Vorliegender Text →
****
# Jakarta - Poi



## marcoK (10. Jun 2009)

Guten Morgen,

ich habe ein kleines Problem und zwar hab ich ein Kalkulationsprogramm erstellt, welches die Ausgabe komplett im Excel ausgibt.
Nun wollte ich noch fragen ob es in Java eine Methode bzw. Möglichkeit gibt, eine Zeile in der Excelausgabe zu fixieren?

Gruß Marco


----------



## Rydl (10. Jun 2009)

du meinst einen zellen-schreibschutz? das kannst du im excel-template festlegen.


----------



## marcoK (10. Jun 2009)

Was ist den Zellen schreibschutz? (sorry vllt die dumme Frage, aber ich bin neu auf dem Gebiet der Poi)

Grundsätzlich geht es darum: Die Excelausgabe der Kalkulation ist knapp 200 Zeilen groß, und in der Obersten stehen die Überschriften für die jeweiligen Spalten (z.B Aussenumsatz) darunter sind die einzelnen Artikel aufgelistet, mit ihren Umsätzen usw, jetzt will ich, dass die Oberste (Überschriften) Spalte fixiert ist und beim Scrollen nach unten trotzdem oben stehen bleibt!??
****
Aufgabenstellung →
Wie viele Zeilen umfasst die Excelausgabe der Kalkulation laut dem Forenthread?

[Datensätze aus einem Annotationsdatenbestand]
****
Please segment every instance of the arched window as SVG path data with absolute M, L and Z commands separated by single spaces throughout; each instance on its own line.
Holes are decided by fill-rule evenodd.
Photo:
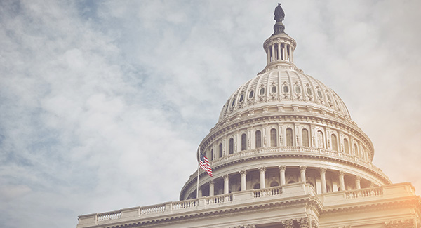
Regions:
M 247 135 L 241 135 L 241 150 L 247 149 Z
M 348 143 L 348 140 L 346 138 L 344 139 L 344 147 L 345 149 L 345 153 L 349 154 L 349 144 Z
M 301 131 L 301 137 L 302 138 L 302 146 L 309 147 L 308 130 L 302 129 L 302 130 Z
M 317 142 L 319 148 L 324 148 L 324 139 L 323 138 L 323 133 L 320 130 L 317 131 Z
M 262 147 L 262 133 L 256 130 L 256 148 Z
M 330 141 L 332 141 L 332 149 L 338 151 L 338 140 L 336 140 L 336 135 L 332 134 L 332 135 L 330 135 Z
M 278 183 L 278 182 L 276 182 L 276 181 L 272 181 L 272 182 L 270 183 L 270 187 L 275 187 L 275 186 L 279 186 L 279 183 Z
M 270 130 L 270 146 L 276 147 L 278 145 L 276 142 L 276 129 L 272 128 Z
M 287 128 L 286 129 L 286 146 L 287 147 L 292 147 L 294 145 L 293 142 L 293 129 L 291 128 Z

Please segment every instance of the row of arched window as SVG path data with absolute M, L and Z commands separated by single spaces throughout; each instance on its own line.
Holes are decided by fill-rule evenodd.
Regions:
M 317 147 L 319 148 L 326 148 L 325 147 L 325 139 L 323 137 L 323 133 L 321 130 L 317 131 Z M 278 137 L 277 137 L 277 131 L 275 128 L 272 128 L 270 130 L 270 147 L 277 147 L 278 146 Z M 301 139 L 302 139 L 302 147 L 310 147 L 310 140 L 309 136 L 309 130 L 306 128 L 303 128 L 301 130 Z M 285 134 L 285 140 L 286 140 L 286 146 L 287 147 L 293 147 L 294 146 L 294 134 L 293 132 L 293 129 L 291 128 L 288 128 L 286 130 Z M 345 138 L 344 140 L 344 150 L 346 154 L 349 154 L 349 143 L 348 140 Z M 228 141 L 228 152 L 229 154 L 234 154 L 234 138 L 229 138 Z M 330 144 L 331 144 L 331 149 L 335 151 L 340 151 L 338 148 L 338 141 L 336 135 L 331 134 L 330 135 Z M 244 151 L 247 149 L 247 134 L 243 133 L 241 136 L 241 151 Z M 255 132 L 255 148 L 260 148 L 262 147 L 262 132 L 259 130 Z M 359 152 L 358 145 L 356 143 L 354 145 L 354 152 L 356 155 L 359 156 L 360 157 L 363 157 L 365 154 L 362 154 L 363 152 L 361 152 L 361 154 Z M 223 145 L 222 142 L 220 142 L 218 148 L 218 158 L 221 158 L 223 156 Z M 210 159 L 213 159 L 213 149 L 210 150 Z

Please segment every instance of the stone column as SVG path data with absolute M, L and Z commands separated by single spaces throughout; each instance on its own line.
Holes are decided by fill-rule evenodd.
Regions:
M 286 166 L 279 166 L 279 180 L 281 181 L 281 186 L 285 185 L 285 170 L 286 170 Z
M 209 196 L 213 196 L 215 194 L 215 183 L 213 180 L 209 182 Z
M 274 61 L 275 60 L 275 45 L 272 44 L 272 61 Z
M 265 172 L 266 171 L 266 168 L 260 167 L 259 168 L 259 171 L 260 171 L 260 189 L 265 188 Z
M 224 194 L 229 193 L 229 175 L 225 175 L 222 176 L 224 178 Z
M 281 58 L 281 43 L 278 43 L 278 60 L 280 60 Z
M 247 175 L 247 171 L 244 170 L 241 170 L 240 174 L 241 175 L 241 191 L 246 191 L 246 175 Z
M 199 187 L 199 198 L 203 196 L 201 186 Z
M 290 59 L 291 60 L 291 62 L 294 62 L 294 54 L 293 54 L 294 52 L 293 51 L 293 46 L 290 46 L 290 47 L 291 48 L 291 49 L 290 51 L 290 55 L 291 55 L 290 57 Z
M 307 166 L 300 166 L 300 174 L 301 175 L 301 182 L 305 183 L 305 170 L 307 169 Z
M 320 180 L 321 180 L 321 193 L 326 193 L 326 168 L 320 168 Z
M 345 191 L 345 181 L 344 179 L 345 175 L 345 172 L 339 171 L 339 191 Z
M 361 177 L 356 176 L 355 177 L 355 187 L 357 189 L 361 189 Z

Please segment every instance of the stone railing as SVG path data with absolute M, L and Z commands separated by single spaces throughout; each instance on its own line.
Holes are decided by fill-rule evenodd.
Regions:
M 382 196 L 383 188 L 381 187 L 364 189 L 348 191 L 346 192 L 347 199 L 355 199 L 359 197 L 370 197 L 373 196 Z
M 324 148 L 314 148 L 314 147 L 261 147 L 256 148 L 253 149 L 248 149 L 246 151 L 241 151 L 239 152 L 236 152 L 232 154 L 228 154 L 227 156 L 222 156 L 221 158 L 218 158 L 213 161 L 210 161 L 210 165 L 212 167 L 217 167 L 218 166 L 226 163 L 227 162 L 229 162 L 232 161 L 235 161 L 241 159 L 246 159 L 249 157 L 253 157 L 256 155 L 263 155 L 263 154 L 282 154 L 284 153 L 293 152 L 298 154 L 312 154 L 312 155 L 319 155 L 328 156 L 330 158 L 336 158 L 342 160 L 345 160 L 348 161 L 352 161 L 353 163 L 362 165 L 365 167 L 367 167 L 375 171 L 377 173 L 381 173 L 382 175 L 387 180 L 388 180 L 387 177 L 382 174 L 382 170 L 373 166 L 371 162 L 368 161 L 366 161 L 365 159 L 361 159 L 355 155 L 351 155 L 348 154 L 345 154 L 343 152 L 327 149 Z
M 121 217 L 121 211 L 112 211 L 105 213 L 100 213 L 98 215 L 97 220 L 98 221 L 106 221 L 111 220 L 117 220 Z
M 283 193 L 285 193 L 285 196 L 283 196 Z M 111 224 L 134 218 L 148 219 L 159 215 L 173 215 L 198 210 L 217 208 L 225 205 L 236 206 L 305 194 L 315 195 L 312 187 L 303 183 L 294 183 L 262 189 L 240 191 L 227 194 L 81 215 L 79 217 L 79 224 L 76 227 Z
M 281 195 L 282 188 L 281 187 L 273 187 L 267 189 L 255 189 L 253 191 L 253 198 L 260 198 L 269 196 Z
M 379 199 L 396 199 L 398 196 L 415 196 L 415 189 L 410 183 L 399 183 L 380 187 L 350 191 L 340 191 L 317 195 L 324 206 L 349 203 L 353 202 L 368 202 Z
****
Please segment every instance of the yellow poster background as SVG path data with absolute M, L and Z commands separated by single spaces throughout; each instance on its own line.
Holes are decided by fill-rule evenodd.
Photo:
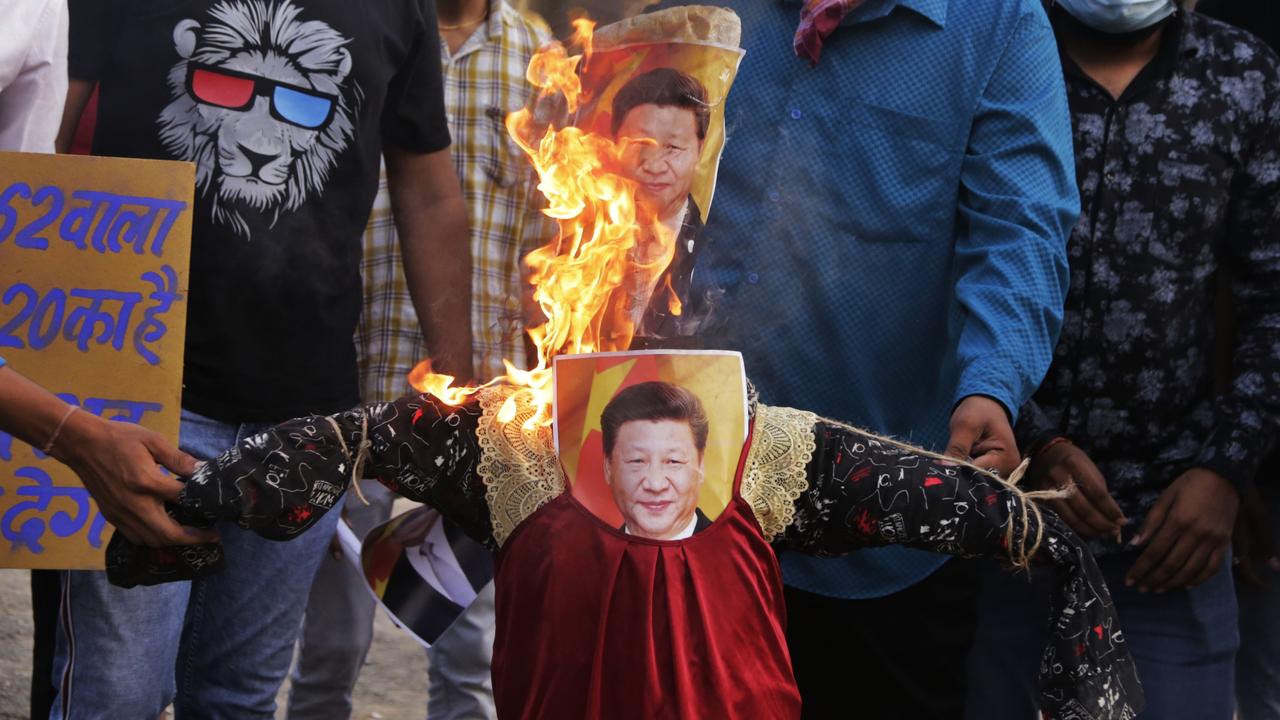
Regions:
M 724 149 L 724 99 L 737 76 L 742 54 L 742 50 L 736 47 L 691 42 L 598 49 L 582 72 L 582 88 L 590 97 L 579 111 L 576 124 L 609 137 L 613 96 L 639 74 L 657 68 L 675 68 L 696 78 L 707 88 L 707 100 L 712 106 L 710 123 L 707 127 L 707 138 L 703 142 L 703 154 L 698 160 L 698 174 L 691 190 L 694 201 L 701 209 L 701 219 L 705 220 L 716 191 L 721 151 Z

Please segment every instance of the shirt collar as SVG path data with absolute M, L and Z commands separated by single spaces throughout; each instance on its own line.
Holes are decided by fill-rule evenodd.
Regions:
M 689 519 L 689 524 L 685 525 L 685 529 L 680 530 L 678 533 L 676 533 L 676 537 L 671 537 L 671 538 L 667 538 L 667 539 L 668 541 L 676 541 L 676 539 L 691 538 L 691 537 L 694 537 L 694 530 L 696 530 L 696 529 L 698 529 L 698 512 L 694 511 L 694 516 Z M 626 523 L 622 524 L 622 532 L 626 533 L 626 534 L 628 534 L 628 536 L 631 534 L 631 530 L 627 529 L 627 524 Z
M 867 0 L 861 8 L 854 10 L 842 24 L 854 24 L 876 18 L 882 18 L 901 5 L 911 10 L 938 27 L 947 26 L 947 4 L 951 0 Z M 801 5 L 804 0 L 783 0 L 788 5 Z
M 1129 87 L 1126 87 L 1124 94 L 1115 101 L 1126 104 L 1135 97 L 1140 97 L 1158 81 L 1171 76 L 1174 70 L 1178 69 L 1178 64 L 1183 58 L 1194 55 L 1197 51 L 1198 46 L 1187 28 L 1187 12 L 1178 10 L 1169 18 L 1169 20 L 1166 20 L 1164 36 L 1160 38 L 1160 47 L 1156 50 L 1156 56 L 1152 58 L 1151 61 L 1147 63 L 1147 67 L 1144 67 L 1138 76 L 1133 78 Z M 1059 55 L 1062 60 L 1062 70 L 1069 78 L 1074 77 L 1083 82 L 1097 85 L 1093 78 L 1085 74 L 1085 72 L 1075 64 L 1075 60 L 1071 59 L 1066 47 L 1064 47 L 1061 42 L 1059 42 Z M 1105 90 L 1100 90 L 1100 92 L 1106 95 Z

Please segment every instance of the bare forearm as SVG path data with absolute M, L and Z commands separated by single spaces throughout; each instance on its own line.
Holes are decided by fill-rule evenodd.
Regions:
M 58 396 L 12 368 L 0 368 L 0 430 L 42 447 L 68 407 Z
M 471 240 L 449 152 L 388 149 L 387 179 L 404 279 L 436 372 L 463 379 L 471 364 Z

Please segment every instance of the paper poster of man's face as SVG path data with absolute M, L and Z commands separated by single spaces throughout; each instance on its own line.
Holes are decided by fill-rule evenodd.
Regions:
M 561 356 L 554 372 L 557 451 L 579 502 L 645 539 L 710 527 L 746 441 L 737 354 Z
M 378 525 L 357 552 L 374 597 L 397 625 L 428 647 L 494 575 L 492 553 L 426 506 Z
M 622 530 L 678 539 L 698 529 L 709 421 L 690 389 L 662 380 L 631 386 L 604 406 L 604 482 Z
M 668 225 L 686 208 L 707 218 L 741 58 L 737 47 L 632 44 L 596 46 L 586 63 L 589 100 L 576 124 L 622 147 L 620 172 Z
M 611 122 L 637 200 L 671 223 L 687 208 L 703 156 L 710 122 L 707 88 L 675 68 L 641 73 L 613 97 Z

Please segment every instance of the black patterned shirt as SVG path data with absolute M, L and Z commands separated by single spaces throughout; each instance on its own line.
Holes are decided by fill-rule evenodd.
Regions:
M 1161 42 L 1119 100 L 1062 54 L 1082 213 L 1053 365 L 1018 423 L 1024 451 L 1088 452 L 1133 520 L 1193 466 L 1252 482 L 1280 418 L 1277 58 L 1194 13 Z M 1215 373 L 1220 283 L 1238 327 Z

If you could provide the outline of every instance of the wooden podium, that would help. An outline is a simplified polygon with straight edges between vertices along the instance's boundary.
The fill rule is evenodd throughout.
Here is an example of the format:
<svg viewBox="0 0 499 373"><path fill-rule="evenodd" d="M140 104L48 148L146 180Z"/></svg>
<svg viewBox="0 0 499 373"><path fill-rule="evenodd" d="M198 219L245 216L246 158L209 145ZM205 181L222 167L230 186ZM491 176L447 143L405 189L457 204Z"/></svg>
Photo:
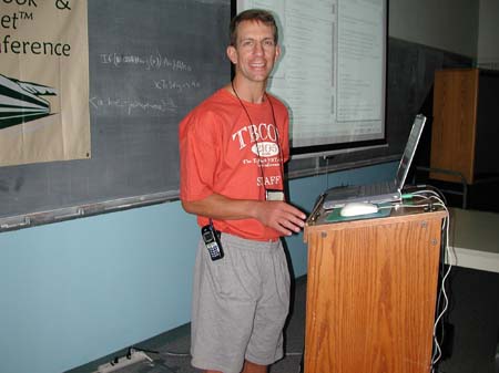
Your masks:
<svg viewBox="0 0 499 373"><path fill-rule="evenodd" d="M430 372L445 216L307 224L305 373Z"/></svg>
****
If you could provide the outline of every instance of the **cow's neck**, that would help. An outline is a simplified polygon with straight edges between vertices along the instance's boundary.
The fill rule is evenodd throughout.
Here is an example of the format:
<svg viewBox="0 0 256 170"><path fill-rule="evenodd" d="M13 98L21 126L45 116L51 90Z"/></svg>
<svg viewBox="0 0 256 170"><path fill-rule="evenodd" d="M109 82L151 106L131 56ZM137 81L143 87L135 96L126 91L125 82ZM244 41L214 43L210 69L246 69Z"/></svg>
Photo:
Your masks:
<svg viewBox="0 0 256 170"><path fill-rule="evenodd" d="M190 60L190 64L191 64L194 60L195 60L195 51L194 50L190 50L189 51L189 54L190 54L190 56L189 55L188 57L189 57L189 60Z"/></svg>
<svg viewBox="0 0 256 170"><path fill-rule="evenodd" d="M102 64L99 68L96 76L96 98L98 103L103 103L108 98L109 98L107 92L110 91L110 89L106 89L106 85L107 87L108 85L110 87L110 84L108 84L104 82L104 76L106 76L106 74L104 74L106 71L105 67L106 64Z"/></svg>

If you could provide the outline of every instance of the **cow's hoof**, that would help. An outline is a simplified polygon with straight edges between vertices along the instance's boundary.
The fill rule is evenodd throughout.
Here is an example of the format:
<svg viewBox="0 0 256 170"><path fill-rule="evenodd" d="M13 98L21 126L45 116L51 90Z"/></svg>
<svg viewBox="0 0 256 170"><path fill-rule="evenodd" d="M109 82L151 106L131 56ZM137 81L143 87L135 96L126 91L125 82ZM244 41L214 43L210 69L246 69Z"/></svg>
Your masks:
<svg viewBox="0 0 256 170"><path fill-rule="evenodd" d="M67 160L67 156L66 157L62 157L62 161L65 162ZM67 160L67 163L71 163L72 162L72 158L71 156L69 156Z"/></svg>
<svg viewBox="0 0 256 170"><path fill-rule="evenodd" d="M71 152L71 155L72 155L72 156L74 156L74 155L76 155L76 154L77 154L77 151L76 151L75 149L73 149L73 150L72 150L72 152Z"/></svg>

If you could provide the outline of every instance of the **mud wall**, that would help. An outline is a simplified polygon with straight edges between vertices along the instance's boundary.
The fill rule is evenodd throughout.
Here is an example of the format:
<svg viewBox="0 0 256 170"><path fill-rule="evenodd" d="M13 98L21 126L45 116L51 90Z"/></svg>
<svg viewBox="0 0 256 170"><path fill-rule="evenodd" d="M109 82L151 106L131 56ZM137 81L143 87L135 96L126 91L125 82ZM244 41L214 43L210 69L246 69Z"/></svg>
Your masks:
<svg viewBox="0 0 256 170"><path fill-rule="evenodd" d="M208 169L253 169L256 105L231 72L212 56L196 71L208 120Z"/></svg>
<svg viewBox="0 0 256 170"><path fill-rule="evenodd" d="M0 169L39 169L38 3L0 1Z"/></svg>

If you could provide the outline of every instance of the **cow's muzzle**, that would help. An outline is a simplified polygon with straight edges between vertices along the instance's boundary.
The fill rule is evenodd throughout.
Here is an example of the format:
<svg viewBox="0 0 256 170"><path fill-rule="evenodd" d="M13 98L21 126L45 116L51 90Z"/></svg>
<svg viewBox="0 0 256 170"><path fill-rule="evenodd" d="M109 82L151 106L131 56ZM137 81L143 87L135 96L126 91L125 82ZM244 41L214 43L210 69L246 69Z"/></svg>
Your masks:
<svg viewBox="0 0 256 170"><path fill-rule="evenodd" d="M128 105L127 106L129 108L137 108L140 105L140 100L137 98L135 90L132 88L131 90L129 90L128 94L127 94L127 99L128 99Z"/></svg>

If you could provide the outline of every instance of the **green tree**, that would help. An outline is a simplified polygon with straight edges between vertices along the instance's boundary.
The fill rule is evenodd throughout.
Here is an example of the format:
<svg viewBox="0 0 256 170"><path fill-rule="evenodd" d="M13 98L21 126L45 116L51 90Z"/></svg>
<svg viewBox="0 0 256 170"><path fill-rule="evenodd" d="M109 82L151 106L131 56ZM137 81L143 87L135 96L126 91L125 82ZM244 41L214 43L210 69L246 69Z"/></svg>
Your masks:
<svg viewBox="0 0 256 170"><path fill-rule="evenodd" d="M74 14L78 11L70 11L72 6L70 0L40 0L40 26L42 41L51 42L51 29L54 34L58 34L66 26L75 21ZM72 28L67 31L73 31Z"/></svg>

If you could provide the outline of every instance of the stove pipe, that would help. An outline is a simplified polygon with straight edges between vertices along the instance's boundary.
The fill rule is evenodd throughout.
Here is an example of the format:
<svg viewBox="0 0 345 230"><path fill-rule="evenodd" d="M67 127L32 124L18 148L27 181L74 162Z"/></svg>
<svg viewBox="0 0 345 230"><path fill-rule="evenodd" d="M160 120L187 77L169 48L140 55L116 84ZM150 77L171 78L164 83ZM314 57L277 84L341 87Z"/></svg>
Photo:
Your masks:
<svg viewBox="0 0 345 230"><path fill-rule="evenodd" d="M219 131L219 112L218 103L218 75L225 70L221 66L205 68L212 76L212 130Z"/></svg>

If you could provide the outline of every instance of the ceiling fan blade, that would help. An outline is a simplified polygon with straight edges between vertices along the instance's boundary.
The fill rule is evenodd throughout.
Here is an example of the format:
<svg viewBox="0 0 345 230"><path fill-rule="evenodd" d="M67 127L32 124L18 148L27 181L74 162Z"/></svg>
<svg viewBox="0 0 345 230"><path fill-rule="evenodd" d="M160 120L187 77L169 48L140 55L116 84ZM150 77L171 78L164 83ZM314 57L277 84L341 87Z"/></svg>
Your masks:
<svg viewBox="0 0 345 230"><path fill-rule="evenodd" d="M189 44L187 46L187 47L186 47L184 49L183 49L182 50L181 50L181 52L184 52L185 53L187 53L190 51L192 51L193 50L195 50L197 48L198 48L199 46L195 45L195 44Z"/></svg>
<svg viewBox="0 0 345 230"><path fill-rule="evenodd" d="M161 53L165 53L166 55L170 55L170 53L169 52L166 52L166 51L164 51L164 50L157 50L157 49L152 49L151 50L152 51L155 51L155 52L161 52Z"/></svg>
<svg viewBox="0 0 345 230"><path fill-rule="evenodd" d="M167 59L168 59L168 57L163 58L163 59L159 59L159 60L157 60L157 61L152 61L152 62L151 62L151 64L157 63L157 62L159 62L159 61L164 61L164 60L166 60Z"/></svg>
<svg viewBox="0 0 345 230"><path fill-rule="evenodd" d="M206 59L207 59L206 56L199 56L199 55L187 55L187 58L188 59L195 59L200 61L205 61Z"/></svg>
****
Vollständige Antwort →
Die Excelausgabe umfasst knapp 200 Zeilen.